#### Materials provided ####
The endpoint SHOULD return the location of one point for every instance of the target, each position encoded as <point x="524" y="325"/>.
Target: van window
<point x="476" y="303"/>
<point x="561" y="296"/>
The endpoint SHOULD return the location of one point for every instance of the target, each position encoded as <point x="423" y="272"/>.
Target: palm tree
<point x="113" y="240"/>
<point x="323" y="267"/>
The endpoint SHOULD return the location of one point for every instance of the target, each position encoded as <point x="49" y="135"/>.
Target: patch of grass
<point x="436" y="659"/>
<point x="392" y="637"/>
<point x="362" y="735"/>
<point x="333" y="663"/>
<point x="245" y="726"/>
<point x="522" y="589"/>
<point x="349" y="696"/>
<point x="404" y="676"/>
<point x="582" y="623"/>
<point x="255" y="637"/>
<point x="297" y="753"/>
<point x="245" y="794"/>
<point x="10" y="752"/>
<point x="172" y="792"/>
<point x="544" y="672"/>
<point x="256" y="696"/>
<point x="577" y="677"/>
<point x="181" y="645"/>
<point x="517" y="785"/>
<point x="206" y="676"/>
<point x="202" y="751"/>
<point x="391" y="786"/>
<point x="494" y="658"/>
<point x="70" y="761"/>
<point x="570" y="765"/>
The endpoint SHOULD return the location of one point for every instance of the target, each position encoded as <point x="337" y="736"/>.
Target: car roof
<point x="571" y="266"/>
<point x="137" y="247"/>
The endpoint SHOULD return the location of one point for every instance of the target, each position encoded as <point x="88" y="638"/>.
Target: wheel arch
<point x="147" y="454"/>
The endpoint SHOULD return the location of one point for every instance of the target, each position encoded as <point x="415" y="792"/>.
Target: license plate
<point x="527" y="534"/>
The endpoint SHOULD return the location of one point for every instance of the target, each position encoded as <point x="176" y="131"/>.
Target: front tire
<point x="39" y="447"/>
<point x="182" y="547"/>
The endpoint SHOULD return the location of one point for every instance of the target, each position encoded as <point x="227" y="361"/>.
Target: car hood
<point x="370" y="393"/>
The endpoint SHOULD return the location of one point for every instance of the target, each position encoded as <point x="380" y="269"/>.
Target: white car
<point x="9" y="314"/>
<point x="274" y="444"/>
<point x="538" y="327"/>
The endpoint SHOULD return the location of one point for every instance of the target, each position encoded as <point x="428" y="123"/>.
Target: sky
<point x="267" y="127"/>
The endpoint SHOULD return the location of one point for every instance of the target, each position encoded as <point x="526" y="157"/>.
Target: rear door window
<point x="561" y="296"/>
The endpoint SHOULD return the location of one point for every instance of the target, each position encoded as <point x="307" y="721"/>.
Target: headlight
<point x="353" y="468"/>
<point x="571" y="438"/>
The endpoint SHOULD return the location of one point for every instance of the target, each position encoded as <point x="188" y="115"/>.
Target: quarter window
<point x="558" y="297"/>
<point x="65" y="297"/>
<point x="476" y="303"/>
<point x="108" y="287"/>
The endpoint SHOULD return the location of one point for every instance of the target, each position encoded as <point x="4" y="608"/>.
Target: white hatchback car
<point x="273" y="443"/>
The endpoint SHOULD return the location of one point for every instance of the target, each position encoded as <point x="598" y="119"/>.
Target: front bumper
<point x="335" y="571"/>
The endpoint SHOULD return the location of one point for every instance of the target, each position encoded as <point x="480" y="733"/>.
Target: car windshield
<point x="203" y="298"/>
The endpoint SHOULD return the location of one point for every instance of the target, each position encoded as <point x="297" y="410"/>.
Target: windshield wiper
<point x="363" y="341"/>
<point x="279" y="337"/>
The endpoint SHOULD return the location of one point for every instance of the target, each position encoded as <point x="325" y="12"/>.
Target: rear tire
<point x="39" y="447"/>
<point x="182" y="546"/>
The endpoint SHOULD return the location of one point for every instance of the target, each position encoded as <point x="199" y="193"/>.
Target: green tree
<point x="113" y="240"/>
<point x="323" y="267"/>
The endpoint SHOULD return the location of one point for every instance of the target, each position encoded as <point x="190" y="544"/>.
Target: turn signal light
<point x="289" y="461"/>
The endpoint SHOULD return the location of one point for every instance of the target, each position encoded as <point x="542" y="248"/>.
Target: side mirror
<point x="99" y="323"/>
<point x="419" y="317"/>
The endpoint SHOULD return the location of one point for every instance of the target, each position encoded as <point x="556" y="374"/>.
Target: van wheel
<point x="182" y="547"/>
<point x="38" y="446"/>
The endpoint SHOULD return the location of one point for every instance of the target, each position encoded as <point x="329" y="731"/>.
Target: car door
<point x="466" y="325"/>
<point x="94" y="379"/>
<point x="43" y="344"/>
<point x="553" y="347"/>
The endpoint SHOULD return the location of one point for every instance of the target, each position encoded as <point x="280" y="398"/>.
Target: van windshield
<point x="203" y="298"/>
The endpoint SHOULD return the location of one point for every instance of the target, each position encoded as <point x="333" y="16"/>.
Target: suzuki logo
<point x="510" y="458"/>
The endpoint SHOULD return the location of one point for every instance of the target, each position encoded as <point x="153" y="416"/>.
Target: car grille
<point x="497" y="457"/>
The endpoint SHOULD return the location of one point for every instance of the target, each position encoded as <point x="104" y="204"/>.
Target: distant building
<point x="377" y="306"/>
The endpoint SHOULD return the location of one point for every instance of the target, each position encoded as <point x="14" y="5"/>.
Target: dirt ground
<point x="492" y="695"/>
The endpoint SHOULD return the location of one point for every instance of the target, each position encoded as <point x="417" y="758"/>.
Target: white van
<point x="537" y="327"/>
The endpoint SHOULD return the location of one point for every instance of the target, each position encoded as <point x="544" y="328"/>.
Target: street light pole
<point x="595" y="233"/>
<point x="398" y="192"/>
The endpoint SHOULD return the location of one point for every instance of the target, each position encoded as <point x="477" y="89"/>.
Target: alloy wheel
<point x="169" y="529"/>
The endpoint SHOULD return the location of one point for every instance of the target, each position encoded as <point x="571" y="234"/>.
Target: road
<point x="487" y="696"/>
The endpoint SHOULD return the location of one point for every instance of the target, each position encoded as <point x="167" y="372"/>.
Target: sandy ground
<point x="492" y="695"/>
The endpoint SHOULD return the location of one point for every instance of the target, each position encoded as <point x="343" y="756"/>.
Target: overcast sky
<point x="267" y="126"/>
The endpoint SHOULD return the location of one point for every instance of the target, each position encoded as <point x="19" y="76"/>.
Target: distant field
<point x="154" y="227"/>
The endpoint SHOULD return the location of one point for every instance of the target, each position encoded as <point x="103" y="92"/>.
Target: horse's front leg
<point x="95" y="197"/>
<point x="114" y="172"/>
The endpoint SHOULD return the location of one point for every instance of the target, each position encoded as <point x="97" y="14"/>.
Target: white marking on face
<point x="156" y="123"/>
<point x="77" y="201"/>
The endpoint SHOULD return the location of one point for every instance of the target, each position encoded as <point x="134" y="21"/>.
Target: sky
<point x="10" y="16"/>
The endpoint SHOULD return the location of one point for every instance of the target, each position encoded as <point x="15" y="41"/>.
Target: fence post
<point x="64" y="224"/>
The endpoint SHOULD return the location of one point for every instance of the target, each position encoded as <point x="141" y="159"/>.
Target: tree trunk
####
Can you give every line above again, exactly as written?

The endpoint SHOULD return the location of one point for every instance of the target, each position encoded as <point x="524" y="325"/>.
Target: van window
<point x="476" y="303"/>
<point x="561" y="296"/>
The endpoint SHOULD return the location of one point for every instance of the target, each position encoded as <point x="423" y="272"/>.
Target: palm tree
<point x="113" y="240"/>
<point x="323" y="267"/>
The endpoint SHOULD return the location of one point for every instance of the target, each position encoded as <point x="49" y="135"/>.
Target: patch of grass
<point x="436" y="659"/>
<point x="392" y="637"/>
<point x="362" y="735"/>
<point x="333" y="663"/>
<point x="245" y="726"/>
<point x="522" y="589"/>
<point x="349" y="696"/>
<point x="404" y="676"/>
<point x="582" y="623"/>
<point x="255" y="637"/>
<point x="297" y="753"/>
<point x="245" y="794"/>
<point x="10" y="752"/>
<point x="172" y="792"/>
<point x="544" y="672"/>
<point x="256" y="696"/>
<point x="577" y="677"/>
<point x="181" y="645"/>
<point x="517" y="785"/>
<point x="206" y="676"/>
<point x="202" y="751"/>
<point x="391" y="786"/>
<point x="494" y="658"/>
<point x="70" y="761"/>
<point x="570" y="765"/>
The endpoint SHOULD return the location of one point for every instance of the target, each position encoded as <point x="337" y="736"/>.
Target: car roof
<point x="571" y="266"/>
<point x="137" y="247"/>
The endpoint SHOULD return the location of one point for every instance of the target, each position encoded as <point x="88" y="638"/>.
Target: wheel arch
<point x="147" y="454"/>
The endpoint SHOULD return the location of one point for every instance of the target, each position encoded as <point x="415" y="792"/>.
Target: license plate
<point x="527" y="534"/>
The endpoint SHOULD return the location of one point for every instance of the target, each position encoded as <point x="176" y="131"/>.
Target: front tire
<point x="39" y="447"/>
<point x="182" y="547"/>
The endpoint SHOULD return the location of one point for every instance of the target, each position encoded as <point x="227" y="361"/>.
Target: car hood
<point x="370" y="393"/>
The endpoint SHOULD return the location of one point for every instance of the target, each position encoded as <point x="380" y="269"/>.
Target: white car
<point x="9" y="314"/>
<point x="274" y="444"/>
<point x="538" y="327"/>
The endpoint SHOULD return the location of one point for every instance of the target, each position encoded as <point x="428" y="123"/>.
Target: sky
<point x="267" y="127"/>
The endpoint SHOULD return the location of one point for every instance of the target, each position encoded as <point x="526" y="157"/>.
Target: rear door window
<point x="561" y="296"/>
The endpoint SHOULD return the location of one point for every instance of the target, each position encoded as <point x="307" y="721"/>.
Target: headlight
<point x="353" y="468"/>
<point x="571" y="438"/>
The endpoint SHOULD return the location of one point for every instance of the target, each position encoded as <point x="188" y="115"/>.
Target: quarter window
<point x="558" y="297"/>
<point x="65" y="297"/>
<point x="476" y="303"/>
<point x="108" y="287"/>
The endpoint SHOULD return the location of one point for every instance of the target, each position encoded as <point x="4" y="608"/>.
Target: white hatchback car
<point x="273" y="443"/>
The endpoint SHOULD return the location of one point for every instance of the target, each position encoded as <point x="598" y="119"/>.
Target: front bumper
<point x="335" y="571"/>
The endpoint SHOULD return the location of one point for every instance of the target, each position encoded as <point x="480" y="733"/>.
Target: car windshield
<point x="203" y="298"/>
The endpoint SHOULD return the location of one point for every instance of the target, each position encoded as <point x="297" y="410"/>.
Target: windshield wiper
<point x="363" y="341"/>
<point x="279" y="337"/>
The endpoint SHOULD return the location of one point for every instance of the target, each position encoded as <point x="325" y="12"/>.
Target: rear tire
<point x="39" y="447"/>
<point x="182" y="546"/>
The endpoint SHOULD return the location of one point for every instance of the target, each position encoded as <point x="199" y="193"/>.
Target: green tree
<point x="113" y="240"/>
<point x="323" y="267"/>
The endpoint SHOULD return the location of one point for every instance of the target, each position encoded as <point x="190" y="544"/>.
Target: turn signal light
<point x="289" y="461"/>
The endpoint SHOULD return the location of one point for every instance of the target, each position encoded as <point x="542" y="248"/>.
Target: side mirror
<point x="99" y="323"/>
<point x="419" y="317"/>
The endpoint SHOULD return the location of one point for every instance of the target, each position encoded as <point x="556" y="374"/>.
Target: van wheel
<point x="182" y="547"/>
<point x="38" y="446"/>
The endpoint SHOULD return the location of one point for every instance of the target, each position encoded as <point x="329" y="731"/>.
Target: car door
<point x="466" y="325"/>
<point x="94" y="379"/>
<point x="43" y="344"/>
<point x="553" y="347"/>
The endpoint SHOULD return the location of one point for every instance of the target, each position encoded as <point x="280" y="398"/>.
Target: van windshield
<point x="203" y="298"/>
The endpoint SHOULD return the location of one point for every instance of the target, each position encoded as <point x="333" y="16"/>.
Target: suzuki logo
<point x="510" y="458"/>
The endpoint SHOULD return the location of one point for every instance of the target, each position encoded as <point x="153" y="416"/>.
Target: car grille
<point x="497" y="457"/>
The endpoint SHOULD return the location of one point for every instance of the target, each position encoded as <point x="104" y="204"/>.
Target: distant building
<point x="377" y="306"/>
The endpoint SHOULD return the location of one point for every instance of the target, each position encoded as <point x="14" y="5"/>.
Target: dirt ground
<point x="492" y="695"/>
The endpoint SHOULD return the location of one point for every instance of the target, each position encoded as <point x="417" y="758"/>.
Target: white van
<point x="537" y="327"/>
The endpoint SHOULD return the location of one point for every instance of the target, each position encoded as <point x="544" y="328"/>.
Target: street light pole
<point x="595" y="233"/>
<point x="398" y="192"/>
The endpoint SHOULD return the location of one point for every instance of the target, each position encoded as <point x="477" y="89"/>.
Target: alloy wheel
<point x="169" y="529"/>
The endpoint SHOULD return the location of one point for every instance of the target, each position encoded as <point x="571" y="234"/>.
Target: road
<point x="487" y="696"/>
The endpoint SHOULD return the location of one point for every instance of the target, each position encoded as <point x="167" y="372"/>.
Target: sandy ground
<point x="492" y="695"/>
The endpoint SHOULD return the location of one point for every instance of the target, each position encoded as <point x="343" y="756"/>.
Target: overcast sky
<point x="267" y="126"/>
The endpoint SHOULD return the location of one point for every instance of the target, each position encoded as <point x="19" y="76"/>.
Target: distant field
<point x="154" y="227"/>
The endpoint SHOULD return the location of one point for every instance of the target, each position encoded as <point x="103" y="92"/>.
Target: horse's front leg
<point x="95" y="197"/>
<point x="114" y="172"/>
The endpoint SHOULD return the location of one point for every instance of the target, each position encoded as <point x="97" y="14"/>.
Target: white marking on face
<point x="156" y="123"/>
<point x="77" y="201"/>
The endpoint SHOULD return the location of one point for every instance of the target, each position encoded as <point x="134" y="21"/>.
Target: sky
<point x="10" y="16"/>
The endpoint SHOULD return the location of one point for every instance of the target, each position encoded as <point x="15" y="41"/>.
Target: fence post
<point x="64" y="224"/>
The endpoint SHOULD return the location of one point for every instance of the target, each position encoded as <point x="141" y="159"/>.
Target: tree trunk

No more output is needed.